TASK DETAILS:
The data below should be printed in full, exactly, and without any of its images.
- - - - - - -
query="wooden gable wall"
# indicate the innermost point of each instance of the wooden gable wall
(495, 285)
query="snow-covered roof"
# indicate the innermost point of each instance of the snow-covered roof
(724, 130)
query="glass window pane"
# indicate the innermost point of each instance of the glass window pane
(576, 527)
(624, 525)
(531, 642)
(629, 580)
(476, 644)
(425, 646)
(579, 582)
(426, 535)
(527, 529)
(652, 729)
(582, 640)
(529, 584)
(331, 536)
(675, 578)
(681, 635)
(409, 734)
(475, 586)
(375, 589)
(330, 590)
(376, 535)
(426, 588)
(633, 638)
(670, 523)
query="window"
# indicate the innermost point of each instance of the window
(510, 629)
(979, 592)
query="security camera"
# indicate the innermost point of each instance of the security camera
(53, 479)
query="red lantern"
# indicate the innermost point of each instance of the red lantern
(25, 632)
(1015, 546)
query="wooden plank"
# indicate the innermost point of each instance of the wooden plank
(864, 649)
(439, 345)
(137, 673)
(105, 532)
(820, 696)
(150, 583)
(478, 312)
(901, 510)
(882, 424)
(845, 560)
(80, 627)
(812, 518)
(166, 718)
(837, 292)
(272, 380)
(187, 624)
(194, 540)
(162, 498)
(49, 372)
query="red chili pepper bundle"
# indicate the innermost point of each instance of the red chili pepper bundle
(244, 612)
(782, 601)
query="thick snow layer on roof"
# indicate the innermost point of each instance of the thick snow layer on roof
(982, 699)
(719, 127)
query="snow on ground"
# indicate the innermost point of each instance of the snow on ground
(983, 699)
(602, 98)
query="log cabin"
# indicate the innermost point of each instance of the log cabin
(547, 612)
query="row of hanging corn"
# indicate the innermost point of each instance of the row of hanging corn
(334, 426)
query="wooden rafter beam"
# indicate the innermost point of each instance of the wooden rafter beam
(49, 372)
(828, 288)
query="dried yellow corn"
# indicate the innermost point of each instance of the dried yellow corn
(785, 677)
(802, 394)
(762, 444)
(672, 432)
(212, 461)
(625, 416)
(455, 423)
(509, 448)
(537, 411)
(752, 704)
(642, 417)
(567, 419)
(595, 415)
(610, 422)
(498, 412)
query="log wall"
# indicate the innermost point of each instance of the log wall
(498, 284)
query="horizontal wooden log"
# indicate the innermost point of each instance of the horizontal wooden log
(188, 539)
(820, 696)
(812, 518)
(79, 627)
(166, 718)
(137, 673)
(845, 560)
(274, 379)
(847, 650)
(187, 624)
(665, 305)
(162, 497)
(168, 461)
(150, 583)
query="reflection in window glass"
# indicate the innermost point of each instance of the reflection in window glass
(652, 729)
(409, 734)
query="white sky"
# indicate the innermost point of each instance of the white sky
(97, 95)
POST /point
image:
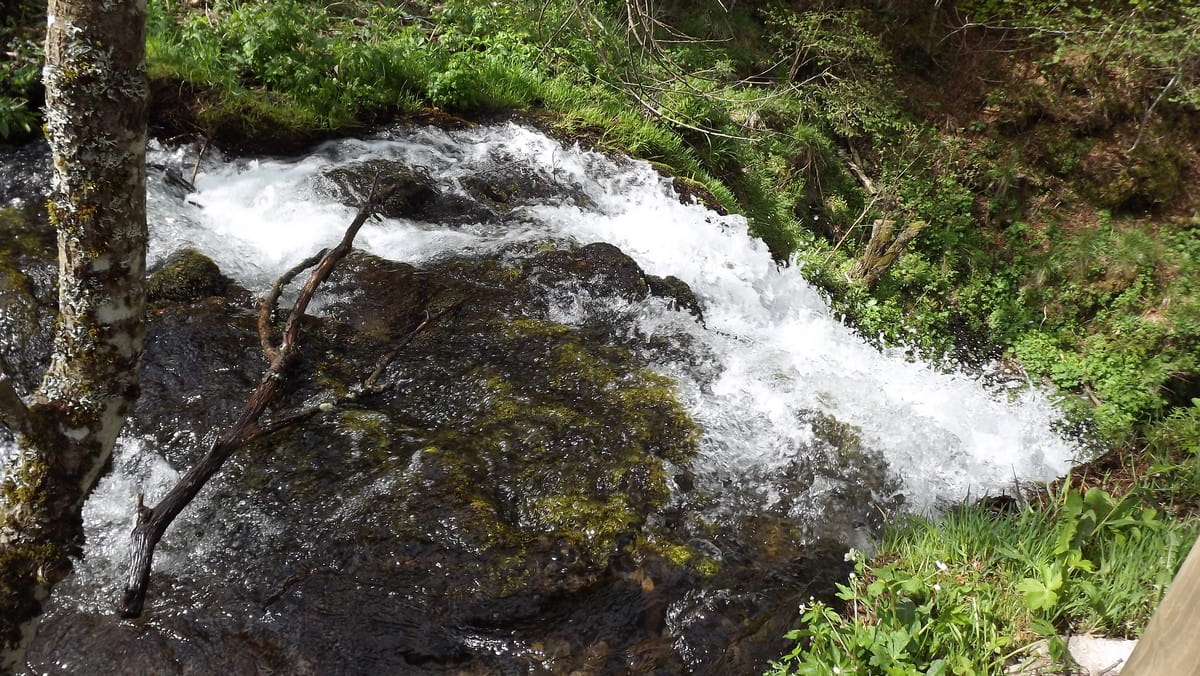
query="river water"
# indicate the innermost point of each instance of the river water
(778, 348)
(767, 353)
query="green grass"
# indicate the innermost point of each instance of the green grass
(971, 592)
(1104, 311)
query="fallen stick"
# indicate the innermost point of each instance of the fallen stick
(153, 522)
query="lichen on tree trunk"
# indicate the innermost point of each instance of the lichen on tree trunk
(96, 124)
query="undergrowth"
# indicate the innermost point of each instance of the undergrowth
(973, 591)
(1049, 181)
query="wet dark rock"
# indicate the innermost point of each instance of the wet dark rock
(511, 185)
(28, 292)
(185, 276)
(352, 184)
(521, 500)
(504, 507)
(681, 294)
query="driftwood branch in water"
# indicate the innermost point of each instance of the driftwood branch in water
(13, 412)
(154, 522)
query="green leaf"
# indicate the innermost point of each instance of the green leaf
(1037, 594)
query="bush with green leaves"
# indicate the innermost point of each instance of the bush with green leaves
(973, 592)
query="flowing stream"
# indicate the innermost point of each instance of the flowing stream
(766, 356)
(777, 348)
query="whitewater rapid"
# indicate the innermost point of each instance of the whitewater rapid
(773, 348)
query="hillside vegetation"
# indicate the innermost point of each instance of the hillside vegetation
(976, 180)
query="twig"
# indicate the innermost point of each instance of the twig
(154, 522)
(196, 169)
(1145, 119)
(370, 384)
(268, 305)
(13, 412)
- - - - - - -
RESULT OF THIS EXERCISE:
query="wooden gable wall"
# indicate the innermost point of each instance of the wooden gable wall
(495, 285)
query="snow-covered roof"
# indicate the innermost point of each instance of the snow-covered roof
(724, 130)
query="glass window pane"
# indicate the innermost point of each instance of the glass window pane
(576, 527)
(624, 525)
(531, 642)
(629, 580)
(476, 644)
(425, 646)
(579, 582)
(426, 535)
(527, 529)
(652, 729)
(582, 640)
(529, 584)
(331, 536)
(675, 578)
(681, 635)
(409, 734)
(475, 586)
(375, 589)
(330, 590)
(376, 535)
(426, 588)
(633, 638)
(670, 523)
query="window"
# indicate the innermost point of each instance of the window
(510, 629)
(979, 592)
query="security camera"
# indicate the innermost point of each instance of the security camera
(53, 479)
query="red lantern"
# indicate the innermost point of each instance of the red lantern
(25, 632)
(1015, 546)
query="wooden plank"
# indicate the innermost point of each instance of the wooden plank
(864, 649)
(439, 345)
(137, 673)
(105, 532)
(820, 696)
(150, 583)
(478, 312)
(901, 510)
(882, 424)
(845, 560)
(80, 627)
(812, 518)
(166, 718)
(837, 292)
(272, 380)
(187, 624)
(194, 540)
(162, 498)
(49, 372)
query="red chili pepper bundle"
# indicate the innermost point of each instance of the red chili pepper bundle
(244, 612)
(782, 601)
query="thick snow layer on roof"
# indicate the innermost point of each instance of the thick snow layer on roof
(982, 699)
(719, 127)
query="snow on ground"
# indicate the innermost point of each instance of the snow on ground
(983, 699)
(602, 98)
query="log cabin"
# indicate the innermost point of each instance of the log cabin
(547, 612)
query="row of hanging corn"
# indicate the innermost point of each instance of the row of hanging corn
(334, 426)
query="wooden rafter beam"
# indicate the innermost point of each instance of the wooden rafter beam
(49, 372)
(828, 288)
query="dried yellow corn"
# indicate the innermost point of each instance of the dried yellow corn
(785, 677)
(802, 394)
(762, 444)
(672, 432)
(212, 461)
(625, 416)
(455, 423)
(509, 448)
(537, 411)
(752, 704)
(642, 417)
(567, 419)
(595, 415)
(610, 422)
(498, 412)
query="log wall"
# indicate the innermost point of each instance of the log wall
(498, 284)
query="horizontal wooden log"
# indicate the innermost point of each instance of the horizontal wooden log
(188, 539)
(820, 696)
(812, 518)
(79, 627)
(166, 718)
(137, 673)
(845, 560)
(274, 379)
(847, 650)
(187, 624)
(665, 305)
(162, 497)
(168, 461)
(150, 583)
query="reflection in window glass"
# indicate the innermost point of each instance of the reflection in window glass
(652, 729)
(409, 734)
query="white sky"
# indicate the innermost point of each instance of the white sky
(97, 95)
POST /point
image:
query="river water"
# indicate the innermost point of each instance of the river water
(778, 348)
(767, 353)
query="green grass"
# indicate the innermost point of each instance of the green grass
(971, 592)
(1104, 311)
query="fallen stick"
# indicate the innermost point of each instance of the fallen stick
(153, 522)
query="lichen on tree trunk"
# indicate the innermost point of each instance of the lichen on tree trunk
(96, 124)
query="undergrowth"
# indicate the innermost point of each instance of the undergrowth
(973, 591)
(1049, 181)
query="wet dark rock"
# indicate the innermost point of each instance of the wet dark rock
(511, 185)
(28, 292)
(185, 276)
(352, 184)
(521, 500)
(504, 507)
(681, 294)
query="driftwood branch in water"
# indicate the innermost point of each instance of the driftwood branch in water
(13, 412)
(154, 522)
query="green leaf"
# indicate the innermost point of each instance of the green leaf
(1037, 594)
query="bush with green leaves"
# indicate the innermost point of each instance of the bush with green leaves
(973, 592)
query="flowing stream"
# indicate the innermost point of each instance of the flowing stream
(766, 356)
(777, 348)
query="whitewater rapid"
# indicate the innermost point of each instance of the whitewater rapid
(773, 348)
query="hillside vegetation"
# indicate the innermost point of each instance of the hillside vegetation
(976, 180)
query="twig"
# indicate the innermost point of each instance of the twig
(154, 522)
(196, 169)
(1145, 119)
(370, 384)
(268, 305)
(13, 412)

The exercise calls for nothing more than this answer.